• **RECORDS FOR THE EXERCISE**:
◇ ◇ ◇ ◇ ◇ ◇ ◇

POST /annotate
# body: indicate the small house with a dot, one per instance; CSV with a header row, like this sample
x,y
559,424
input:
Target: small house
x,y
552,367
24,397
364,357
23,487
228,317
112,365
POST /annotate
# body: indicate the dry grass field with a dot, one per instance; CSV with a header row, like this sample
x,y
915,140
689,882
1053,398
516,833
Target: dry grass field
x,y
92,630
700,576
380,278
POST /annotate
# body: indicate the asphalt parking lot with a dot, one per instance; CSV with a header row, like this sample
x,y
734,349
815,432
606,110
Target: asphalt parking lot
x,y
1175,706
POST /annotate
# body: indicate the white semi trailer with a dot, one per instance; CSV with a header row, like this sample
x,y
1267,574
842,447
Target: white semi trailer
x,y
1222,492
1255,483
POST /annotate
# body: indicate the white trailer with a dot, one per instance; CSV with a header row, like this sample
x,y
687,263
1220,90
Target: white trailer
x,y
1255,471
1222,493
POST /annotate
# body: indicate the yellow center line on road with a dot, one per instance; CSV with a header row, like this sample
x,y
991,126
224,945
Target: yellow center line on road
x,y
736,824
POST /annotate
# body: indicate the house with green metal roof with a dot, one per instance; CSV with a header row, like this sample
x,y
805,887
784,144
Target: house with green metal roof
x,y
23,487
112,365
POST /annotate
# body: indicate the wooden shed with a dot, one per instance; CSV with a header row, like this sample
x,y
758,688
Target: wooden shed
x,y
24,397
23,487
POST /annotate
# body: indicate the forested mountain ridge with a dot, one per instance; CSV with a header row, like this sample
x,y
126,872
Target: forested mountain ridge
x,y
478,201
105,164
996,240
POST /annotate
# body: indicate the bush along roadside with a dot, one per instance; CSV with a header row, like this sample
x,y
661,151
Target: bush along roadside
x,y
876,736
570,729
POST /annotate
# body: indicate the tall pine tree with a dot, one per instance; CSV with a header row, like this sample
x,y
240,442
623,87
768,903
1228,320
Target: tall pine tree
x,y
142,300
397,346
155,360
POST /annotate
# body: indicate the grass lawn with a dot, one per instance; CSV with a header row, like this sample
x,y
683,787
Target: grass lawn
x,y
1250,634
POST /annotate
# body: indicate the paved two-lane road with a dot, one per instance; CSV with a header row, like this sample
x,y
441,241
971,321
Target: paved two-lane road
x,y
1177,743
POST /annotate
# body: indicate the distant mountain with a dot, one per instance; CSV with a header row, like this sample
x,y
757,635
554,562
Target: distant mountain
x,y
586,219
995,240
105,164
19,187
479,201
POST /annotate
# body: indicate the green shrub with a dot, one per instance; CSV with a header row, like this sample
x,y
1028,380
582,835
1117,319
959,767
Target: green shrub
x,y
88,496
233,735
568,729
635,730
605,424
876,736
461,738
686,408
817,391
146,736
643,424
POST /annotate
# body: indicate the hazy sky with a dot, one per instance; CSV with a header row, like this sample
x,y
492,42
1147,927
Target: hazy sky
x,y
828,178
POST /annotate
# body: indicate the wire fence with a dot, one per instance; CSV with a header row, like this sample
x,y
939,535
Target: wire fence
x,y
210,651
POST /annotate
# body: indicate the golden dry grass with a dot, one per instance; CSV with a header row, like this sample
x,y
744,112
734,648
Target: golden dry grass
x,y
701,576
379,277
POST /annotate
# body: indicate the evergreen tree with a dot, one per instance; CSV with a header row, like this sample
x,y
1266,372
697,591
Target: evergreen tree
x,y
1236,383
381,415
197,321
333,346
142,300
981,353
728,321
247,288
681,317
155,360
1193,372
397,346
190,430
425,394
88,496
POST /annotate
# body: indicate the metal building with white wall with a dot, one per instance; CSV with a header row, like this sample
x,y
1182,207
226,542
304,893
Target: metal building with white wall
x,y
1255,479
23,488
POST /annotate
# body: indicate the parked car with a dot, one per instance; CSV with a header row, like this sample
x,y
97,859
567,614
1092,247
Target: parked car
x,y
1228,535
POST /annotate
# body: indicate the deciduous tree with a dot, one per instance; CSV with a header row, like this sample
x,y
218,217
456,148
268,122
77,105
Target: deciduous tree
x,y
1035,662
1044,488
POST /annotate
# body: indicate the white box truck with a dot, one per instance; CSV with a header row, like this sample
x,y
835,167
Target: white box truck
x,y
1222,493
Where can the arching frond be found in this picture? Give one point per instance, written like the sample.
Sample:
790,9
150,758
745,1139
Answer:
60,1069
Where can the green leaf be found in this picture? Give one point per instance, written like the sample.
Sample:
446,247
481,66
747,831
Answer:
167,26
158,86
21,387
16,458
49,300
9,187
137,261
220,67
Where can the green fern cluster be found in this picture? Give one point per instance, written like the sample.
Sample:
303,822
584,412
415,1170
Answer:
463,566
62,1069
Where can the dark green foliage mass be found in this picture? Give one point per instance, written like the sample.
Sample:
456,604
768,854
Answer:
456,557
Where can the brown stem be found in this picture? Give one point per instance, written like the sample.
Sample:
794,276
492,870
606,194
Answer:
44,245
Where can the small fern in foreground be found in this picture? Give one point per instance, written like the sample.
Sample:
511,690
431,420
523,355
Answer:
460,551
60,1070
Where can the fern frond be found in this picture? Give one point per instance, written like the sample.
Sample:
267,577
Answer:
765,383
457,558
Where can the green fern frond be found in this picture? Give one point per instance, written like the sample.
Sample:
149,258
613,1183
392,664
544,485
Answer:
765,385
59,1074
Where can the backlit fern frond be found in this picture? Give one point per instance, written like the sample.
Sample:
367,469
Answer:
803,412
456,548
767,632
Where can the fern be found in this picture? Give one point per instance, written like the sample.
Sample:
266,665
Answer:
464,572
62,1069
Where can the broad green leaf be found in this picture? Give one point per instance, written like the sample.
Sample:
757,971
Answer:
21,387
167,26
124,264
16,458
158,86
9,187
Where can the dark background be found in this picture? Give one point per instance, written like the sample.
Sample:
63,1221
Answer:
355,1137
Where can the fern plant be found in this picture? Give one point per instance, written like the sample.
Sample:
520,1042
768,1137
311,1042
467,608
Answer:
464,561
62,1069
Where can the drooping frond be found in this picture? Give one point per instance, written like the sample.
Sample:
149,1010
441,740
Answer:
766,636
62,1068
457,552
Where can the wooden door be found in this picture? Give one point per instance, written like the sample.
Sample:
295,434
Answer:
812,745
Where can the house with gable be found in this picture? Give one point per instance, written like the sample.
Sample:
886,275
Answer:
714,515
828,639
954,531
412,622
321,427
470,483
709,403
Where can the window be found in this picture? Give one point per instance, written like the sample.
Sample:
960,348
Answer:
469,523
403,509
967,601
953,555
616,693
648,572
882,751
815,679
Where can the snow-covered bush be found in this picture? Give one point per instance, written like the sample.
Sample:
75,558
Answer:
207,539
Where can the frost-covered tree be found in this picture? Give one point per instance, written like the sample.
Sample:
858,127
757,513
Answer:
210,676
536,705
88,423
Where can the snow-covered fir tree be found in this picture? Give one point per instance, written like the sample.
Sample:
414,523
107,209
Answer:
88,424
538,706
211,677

◇ ◇ ◇ ◇ ◇ ◇ ◇

• **THE TASK**: Could you rewrite all the rows above as a JSON list of strings, with one string for each line and any blank lines left out?

• **RESULT OF THIS TASK**:
[
  "POST /annotate",
  "# body: indicate the small house with a dot, one per instance; CSV with a header row, like this sample",
  "x,y",
  "559,424",
  "input:",
  "Target: small house",
  "x,y",
  "552,367",
  "24,397",
  "364,357",
  "23,487",
  "228,317",
  "112,365",
  "POST /annotate",
  "# body: indicate the dry grass field with a dot, one per instance; CSV with a header row, like this sample",
  "x,y",
  "915,140",
  "689,882",
  "1053,398",
  "516,833",
  "Target: dry grass field",
  "x,y",
  "92,630",
  "700,576",
  "380,278",
  "POST /annotate",
  "# body: indicate the asphalt parking lot with a dot, one per instance; CSV with a header row, like this sample",
  "x,y",
  "734,349",
  "815,432",
  "606,110",
  "Target: asphalt parking lot",
  "x,y",
  "1175,706",
  "POST /annotate",
  "# body: indicate the white semi trailer with a dot, one per instance; CSV with a header row, like this sample",
  "x,y",
  "1267,574",
  "842,447",
  "Target: white semi trailer",
  "x,y",
  "1222,492",
  "1255,483",
  "POST /annotate",
  "# body: indicate the white trailer with a dot, one per instance; CSV with a header row, like this sample",
  "x,y",
  "687,263",
  "1220,90",
  "Target: white trailer",
  "x,y",
  "1255,471",
  "1222,493",
  "POST /annotate",
  "# body: indicate the yellow center line on road with a dot, one per instance; CSV with a header row, like this sample",
  "x,y",
  "991,126",
  "224,945",
  "Target: yellow center line on road",
  "x,y",
  "736,824",
  "POST /annotate",
  "# body: indicate the house with green metal roof with a dot, one per instance; CSV with a header row, like this sample",
  "x,y",
  "805,887",
  "784,144",
  "Target: house with green metal roof",
  "x,y",
  "23,487",
  "112,365",
  "POST /annotate",
  "# body: indicate the wooden shed with a dot, one per instance; CSV with a header row, like this sample",
  "x,y",
  "758,688",
  "Target: wooden shed",
  "x,y",
  "24,397",
  "23,487",
  "POST /annotate",
  "# body: indicate the forested mountain ridge with a dot, one per instance; CSV with a header row, like this sample",
  "x,y",
  "126,872",
  "Target: forested mountain ridge",
  "x,y",
  "478,201",
  "105,164",
  "996,240",
  "POST /annotate",
  "# body: indicate the bush along roadside with a dot, one per instance; CSV with a header row, like this sample",
  "x,y",
  "661,151",
  "Target: bush along roadside",
  "x,y",
  "876,736",
  "570,729",
  "POST /annotate",
  "# body: indicate the tall pine tree with a dot, one per instance; CSV with a header row, like this sample",
  "x,y",
  "240,442",
  "623,87",
  "768,903",
  "1228,320",
  "Target: tall pine tree",
  "x,y",
  "142,300",
  "397,346",
  "155,360",
  "POST /annotate",
  "# body: indicate the grass lawn with a dot, one per instance; CSV with a header row, like this sample",
  "x,y",
  "683,787",
  "Target: grass lawn",
  "x,y",
  "1250,634",
  "POST /annotate",
  "# body: indicate the paved two-lane road with a dot, one per instance; CSV with a header row, like this sample",
  "x,y",
  "441,241",
  "971,321",
  "Target: paved two-lane road",
  "x,y",
  "1177,743",
  "POST /annotate",
  "# body: indicate the distant mountain with a dot, one per instance; CSV with a header row, like this sample",
  "x,y",
  "757,635",
  "554,562",
  "Target: distant mountain",
  "x,y",
  "586,219",
  "995,240",
  "105,164",
  "19,187",
  "479,201",
  "POST /annotate",
  "# body: indicate the green shrub with a dot, one per instance; CSV with a header row, like this sample",
  "x,y",
  "1028,380",
  "582,835",
  "1117,319",
  "959,767",
  "Target: green shrub",
  "x,y",
  "88,496",
  "233,735",
  "568,729",
  "635,730",
  "605,424",
  "876,736",
  "461,738",
  "686,408",
  "817,391",
  "146,736",
  "643,424",
  "POST /annotate",
  "# body: indicate the hazy sky with a dot, one per instance; CSV with a header row, like this sample",
  "x,y",
  "492,42",
  "1147,927",
  "Target: hazy sky",
  "x,y",
  "828,178",
  "POST /annotate",
  "# body: indicate the wire fence with a dot, one per instance; CSV with a header row, like this sample",
  "x,y",
  "939,535",
  "Target: wire fence",
  "x,y",
  "210,651",
  "POST /annotate",
  "# body: indicate the golden dry grass with a dot, one per instance; CSV with a header row, like this sample",
  "x,y",
  "744,112",
  "734,648",
  "Target: golden dry grass",
  "x,y",
  "701,576",
  "379,277",
  "POST /annotate",
  "# body: indicate the evergreen tree with a dot, one per instance; CSV with a header row, like this sample",
  "x,y",
  "1266,372",
  "697,591",
  "Target: evergreen tree",
  "x,y",
  "1236,383",
  "381,415",
  "197,321",
  "333,346",
  "142,300",
  "981,353",
  "728,321",
  "247,288",
  "681,317",
  "155,360",
  "1193,372",
  "397,346",
  "190,430",
  "425,394",
  "88,496",
  "POST /annotate",
  "# body: indicate the metal building with white wall with a dot, one per instance; CSV with a header row, like this sample",
  "x,y",
  "1182,207",
  "226,542",
  "304,893",
  "Target: metal building with white wall",
  "x,y",
  "1255,479",
  "23,488",
  "POST /annotate",
  "# body: indicate the parked car with a dot, one per instance; CSV with a header row, like this sample",
  "x,y",
  "97,859",
  "567,614",
  "1092,247",
  "Target: parked car",
  "x,y",
  "1228,535",
  "POST /annotate",
  "# body: indicate the deciduous tree with a dot, one per instance; CSV with a header row, like this sample",
  "x,y",
  "218,217",
  "456,148",
  "268,122",
  "77,105",
  "Target: deciduous tree",
  "x,y",
  "1035,662",
  "1044,488",
  "POST /annotate",
  "# body: indicate the white box truck with a dot, one per instance; CSV with a header row, like this sample",
  "x,y",
  "835,167",
  "Target: white box truck",
  "x,y",
  "1222,493",
  "Where can the arching frond be found in this picture? Give one point per instance, written like the sample.",
  "Sample:",
  "790,9",
  "150,758",
  "745,1139",
  "Answer:",
  "60,1069",
  "Where can the green leaf be found in this picture? Give one point per instance, written like the sample.",
  "Sample:",
  "446,247",
  "481,66",
  "747,831",
  "Answer:",
  "167,26",
  "158,86",
  "21,387",
  "16,458",
  "49,300",
  "9,187",
  "137,261",
  "220,67",
  "Where can the green fern cluster be found in this picture? Give one point per instance, written like the sample.",
  "Sample:",
  "303,822",
  "584,412",
  "415,1170",
  "Answer:",
  "463,566",
  "62,1069",
  "Where can the dark green foliage mass be found in this picture? Give one point per instance, written like the sample.",
  "Sample:",
  "456,604",
  "768,854",
  "Answer:",
  "456,557",
  "Where can the brown stem be found in this picture? Give one point per instance, written like the sample.",
  "Sample:",
  "794,276",
  "492,870",
  "606,194",
  "Answer:",
  "44,245",
  "Where can the small fern in foreground be found in this picture? Give one point per instance, written like the sample.",
  "Sample:",
  "511,690",
  "431,420",
  "523,355",
  "Answer:",
  "460,551",
  "60,1070",
  "Where can the fern frond be found in this picture? Give one point per instance, written like the sample.",
  "Sample:",
  "267,577",
  "Answer:",
  "765,383",
  "457,558",
  "Where can the green fern frond be found in this picture? Give one point per instance, written like the sample.",
  "Sample:",
  "149,258",
  "613,1183",
  "392,664",
  "544,485",
  "Answer:",
  "765,385",
  "59,1074",
  "Where can the backlit fern frond be found in this picture? Give one point per instance, written like the sample.",
  "Sample:",
  "367,469",
  "Answer:",
  "803,412",
  "456,548",
  "767,632",
  "Where can the fern be found in this picture? Give one point per instance, written like the sample.",
  "Sample:",
  "266,665",
  "Answer:",
  "464,572",
  "62,1069",
  "Where can the broad green leaf be found in this picture? Give one point per instance, written like the sample.",
  "Sample:",
  "757,971",
  "Answer:",
  "21,387",
  "167,26",
  "124,264",
  "16,458",
  "158,86",
  "9,187",
  "Where can the dark background be found in this picture? Give one point per instance, written like the sample.",
  "Sample:",
  "63,1221",
  "Answer:",
  "355,1137",
  "Where can the fern plant be found in this picture? Give one point per instance, written like the sample.",
  "Sample:",
  "520,1042",
  "768,1137",
  "311,1042",
  "467,608",
  "Answer:",
  "464,561",
  "62,1069",
  "Where can the drooping frond be found in this picture? Give one point per instance, written like the sample.",
  "Sample:",
  "149,1010",
  "441,740",
  "Answer:",
  "766,636",
  "62,1068",
  "457,552",
  "Where can the wooden door be found in this picture? Give one point per instance, written like the sample.",
  "Sample:",
  "295,434",
  "Answer:",
  "812,745",
  "Where can the house with gable be found in this picture? Give one point per instance, written like the sample.",
  "Sample:",
  "886,275",
  "Answer:",
  "714,515",
  "828,639",
  "954,531",
  "412,622",
  "321,427",
  "470,483",
  "709,403",
  "Where can the window be found in this picture? Give one point per instance, written like the sample.",
  "Sample:",
  "960,348",
  "Answer:",
  "469,523",
  "403,509",
  "967,601",
  "953,555",
  "616,693",
  "648,572",
  "882,751",
  "815,679",
  "Where can the snow-covered bush be found in this picture? Give one point per instance, written like the sample.",
  "Sample:",
  "75,558",
  "Answer:",
  "207,539",
  "Where can the frost-covered tree be found in this picture? Give one point per instance, written like the sample.",
  "Sample:",
  "858,127",
  "757,513",
  "Answer:",
  "210,676",
  "536,705",
  "88,423",
  "Where can the snow-covered fir tree be found in this picture? Give one point per instance, written like the sample.",
  "Sample:",
  "414,523",
  "107,209",
  "Answer:",
  "88,424",
  "538,706",
  "211,677"
]